● **Do this**
Locate each line in the items below that contains the string "bare", and copy every such line. Matching is case-sensitive.

(Coordinate annotation entries)
== == ==

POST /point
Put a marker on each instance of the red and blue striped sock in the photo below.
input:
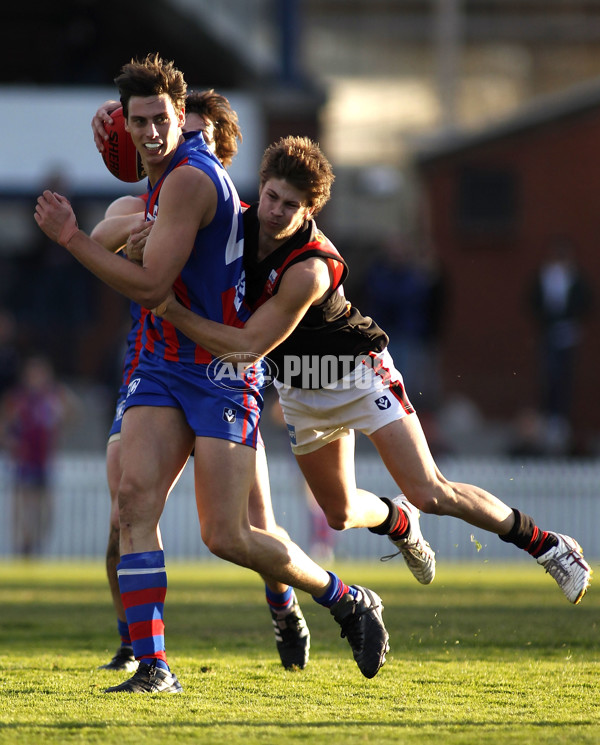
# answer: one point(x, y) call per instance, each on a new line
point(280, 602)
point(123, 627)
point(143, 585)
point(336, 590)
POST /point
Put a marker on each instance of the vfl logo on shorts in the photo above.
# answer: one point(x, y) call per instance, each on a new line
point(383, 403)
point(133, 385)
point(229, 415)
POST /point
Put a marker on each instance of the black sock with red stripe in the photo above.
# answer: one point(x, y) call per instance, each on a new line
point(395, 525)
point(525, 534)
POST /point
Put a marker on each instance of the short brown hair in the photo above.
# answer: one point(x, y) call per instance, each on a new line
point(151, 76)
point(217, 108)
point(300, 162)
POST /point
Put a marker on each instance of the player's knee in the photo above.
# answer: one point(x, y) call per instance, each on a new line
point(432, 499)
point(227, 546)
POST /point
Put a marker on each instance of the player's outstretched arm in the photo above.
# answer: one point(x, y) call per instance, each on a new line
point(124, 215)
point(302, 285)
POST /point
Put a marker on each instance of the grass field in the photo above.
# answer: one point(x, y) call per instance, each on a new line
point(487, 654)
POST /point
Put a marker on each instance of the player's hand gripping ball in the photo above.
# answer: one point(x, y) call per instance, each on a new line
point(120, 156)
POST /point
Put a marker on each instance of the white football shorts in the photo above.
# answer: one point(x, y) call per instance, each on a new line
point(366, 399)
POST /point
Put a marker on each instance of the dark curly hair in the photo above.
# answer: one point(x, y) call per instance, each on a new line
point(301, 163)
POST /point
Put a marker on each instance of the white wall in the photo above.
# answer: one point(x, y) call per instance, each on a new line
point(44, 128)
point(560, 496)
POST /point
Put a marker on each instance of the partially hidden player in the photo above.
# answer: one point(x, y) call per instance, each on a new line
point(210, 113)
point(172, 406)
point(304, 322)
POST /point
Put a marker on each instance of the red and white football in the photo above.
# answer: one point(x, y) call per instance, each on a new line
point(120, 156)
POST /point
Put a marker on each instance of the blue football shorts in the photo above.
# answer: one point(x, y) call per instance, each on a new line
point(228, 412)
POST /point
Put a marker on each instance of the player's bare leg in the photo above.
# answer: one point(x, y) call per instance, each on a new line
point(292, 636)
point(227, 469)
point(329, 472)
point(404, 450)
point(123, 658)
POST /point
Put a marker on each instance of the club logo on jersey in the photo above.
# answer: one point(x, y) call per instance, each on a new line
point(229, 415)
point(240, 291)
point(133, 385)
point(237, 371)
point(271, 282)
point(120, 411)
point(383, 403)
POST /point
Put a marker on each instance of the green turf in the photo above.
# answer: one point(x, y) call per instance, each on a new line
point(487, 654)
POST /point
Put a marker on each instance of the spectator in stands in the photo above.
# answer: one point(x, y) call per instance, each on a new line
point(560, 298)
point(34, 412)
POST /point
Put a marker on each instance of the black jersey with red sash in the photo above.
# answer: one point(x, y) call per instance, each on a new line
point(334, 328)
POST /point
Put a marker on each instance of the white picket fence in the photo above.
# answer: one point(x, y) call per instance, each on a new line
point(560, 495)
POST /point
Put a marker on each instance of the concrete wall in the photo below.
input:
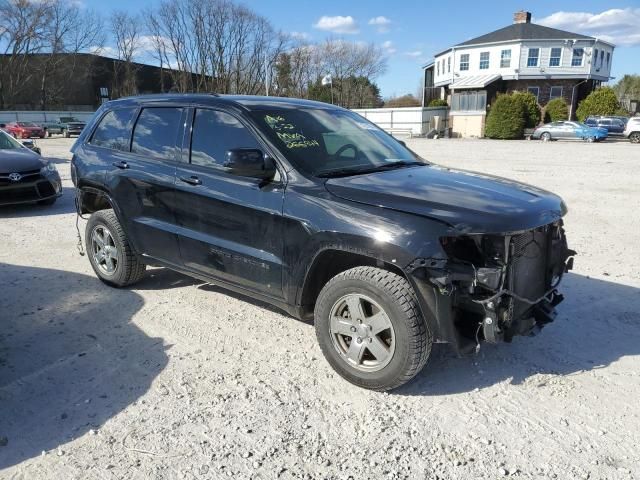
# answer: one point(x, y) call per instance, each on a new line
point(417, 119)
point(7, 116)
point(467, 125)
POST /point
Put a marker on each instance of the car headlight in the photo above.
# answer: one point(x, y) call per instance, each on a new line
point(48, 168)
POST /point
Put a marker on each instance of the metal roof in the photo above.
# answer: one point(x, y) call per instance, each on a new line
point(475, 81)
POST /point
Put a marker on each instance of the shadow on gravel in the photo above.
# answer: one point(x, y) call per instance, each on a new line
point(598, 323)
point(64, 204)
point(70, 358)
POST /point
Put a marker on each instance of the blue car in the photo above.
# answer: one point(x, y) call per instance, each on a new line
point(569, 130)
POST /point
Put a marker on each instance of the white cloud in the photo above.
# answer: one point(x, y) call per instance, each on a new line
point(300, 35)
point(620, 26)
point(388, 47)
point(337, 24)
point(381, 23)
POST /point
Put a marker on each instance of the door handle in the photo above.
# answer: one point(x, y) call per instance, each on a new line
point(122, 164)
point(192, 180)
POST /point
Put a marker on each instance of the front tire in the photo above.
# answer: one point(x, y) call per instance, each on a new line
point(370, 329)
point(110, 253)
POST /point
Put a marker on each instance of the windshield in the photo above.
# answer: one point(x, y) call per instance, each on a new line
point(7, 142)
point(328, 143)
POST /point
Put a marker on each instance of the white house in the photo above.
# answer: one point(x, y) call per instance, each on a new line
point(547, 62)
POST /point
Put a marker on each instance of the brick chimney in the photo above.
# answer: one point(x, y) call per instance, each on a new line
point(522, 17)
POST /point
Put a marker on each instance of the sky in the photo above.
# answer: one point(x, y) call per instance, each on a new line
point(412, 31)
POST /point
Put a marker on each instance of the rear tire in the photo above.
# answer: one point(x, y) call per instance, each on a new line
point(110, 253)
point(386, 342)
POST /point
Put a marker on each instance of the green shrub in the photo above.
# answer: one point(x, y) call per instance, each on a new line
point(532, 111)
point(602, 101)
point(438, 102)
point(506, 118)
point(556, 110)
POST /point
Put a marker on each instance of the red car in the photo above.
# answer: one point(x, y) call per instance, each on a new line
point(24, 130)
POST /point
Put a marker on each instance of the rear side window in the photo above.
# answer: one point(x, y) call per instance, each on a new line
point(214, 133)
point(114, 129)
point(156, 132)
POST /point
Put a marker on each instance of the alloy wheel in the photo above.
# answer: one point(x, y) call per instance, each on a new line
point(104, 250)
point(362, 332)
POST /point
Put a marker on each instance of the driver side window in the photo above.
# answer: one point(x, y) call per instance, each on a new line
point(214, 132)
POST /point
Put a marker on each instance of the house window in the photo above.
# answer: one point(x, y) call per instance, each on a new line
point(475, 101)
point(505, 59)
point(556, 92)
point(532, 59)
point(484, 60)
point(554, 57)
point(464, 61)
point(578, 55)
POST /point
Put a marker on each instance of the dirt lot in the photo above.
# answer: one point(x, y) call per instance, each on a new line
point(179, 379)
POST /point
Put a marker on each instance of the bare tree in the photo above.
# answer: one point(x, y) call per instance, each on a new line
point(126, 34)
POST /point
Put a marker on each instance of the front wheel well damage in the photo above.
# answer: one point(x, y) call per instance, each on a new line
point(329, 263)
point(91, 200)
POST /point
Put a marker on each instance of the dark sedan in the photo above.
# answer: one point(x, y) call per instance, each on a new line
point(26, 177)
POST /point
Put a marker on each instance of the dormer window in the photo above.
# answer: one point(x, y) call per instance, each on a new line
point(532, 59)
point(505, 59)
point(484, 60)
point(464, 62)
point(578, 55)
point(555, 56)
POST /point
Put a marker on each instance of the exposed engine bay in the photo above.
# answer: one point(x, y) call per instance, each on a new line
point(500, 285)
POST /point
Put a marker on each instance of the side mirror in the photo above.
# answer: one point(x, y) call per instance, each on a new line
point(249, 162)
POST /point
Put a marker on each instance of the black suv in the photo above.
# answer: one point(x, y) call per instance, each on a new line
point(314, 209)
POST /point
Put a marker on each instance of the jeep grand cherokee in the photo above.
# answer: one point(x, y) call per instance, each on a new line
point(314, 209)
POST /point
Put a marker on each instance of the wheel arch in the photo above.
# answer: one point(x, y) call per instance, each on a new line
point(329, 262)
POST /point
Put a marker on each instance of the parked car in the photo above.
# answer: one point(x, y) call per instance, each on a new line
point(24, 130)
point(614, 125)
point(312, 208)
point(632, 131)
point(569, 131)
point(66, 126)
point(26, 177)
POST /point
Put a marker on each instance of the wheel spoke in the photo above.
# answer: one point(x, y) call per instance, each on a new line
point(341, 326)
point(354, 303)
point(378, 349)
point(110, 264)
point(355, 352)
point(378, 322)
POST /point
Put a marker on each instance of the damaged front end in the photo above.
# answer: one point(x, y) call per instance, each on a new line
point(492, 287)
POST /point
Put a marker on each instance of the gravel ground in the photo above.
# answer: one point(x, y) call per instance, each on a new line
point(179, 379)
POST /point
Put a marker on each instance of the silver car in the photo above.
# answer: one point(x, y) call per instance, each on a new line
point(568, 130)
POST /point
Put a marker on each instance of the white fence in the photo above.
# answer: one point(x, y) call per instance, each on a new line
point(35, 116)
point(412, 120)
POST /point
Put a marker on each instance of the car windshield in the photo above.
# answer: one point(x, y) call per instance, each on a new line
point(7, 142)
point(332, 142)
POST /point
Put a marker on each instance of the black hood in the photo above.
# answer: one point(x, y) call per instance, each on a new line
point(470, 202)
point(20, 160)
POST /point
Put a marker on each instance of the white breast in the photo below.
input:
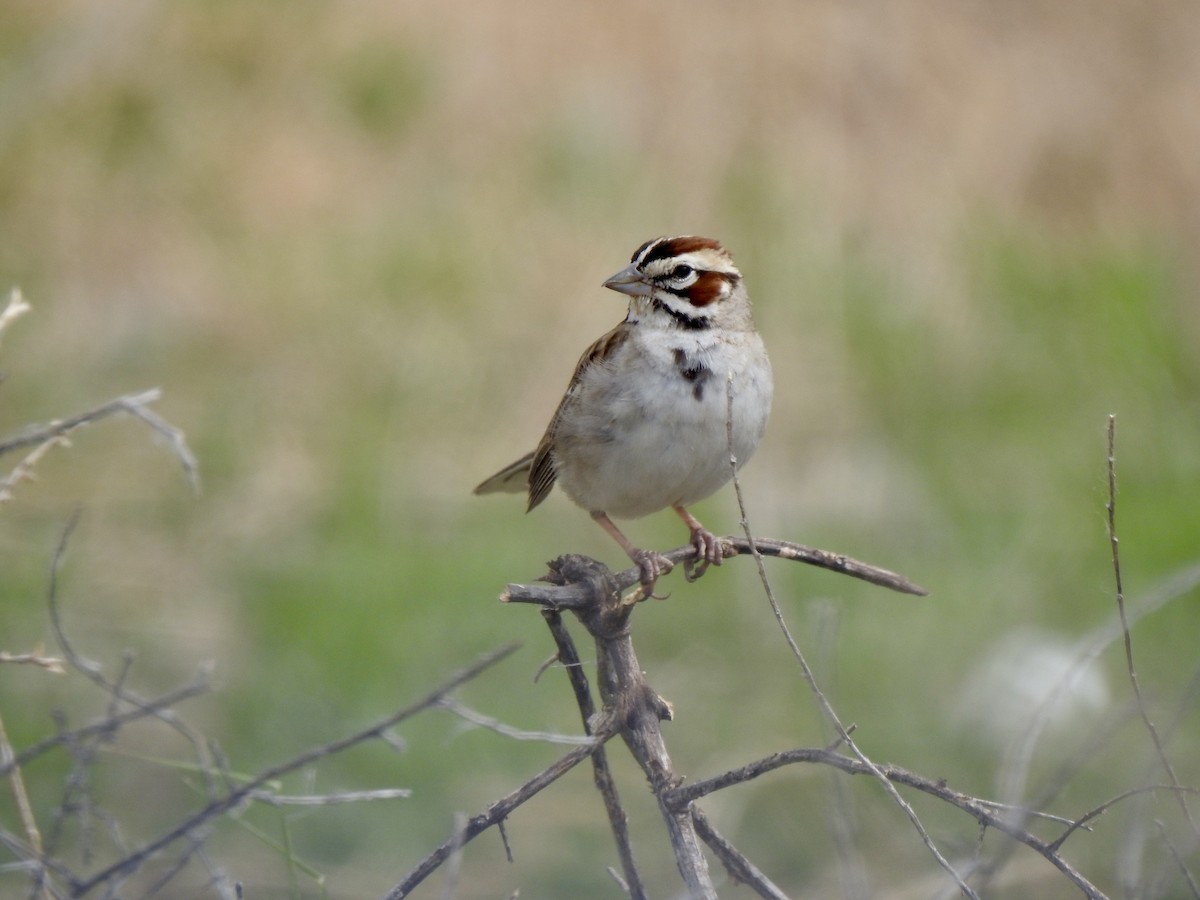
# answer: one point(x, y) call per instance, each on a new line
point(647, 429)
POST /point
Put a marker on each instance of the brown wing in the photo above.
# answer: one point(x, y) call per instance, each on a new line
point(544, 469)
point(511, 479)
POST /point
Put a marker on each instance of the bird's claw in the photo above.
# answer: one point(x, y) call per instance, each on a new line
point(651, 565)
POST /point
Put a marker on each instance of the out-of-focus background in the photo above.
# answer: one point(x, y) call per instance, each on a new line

== == ==

● **Full output**
Put a marker on each instance of the player's bare leg in the photo above.
Put a marker on each instance of the bare tree in the photo above.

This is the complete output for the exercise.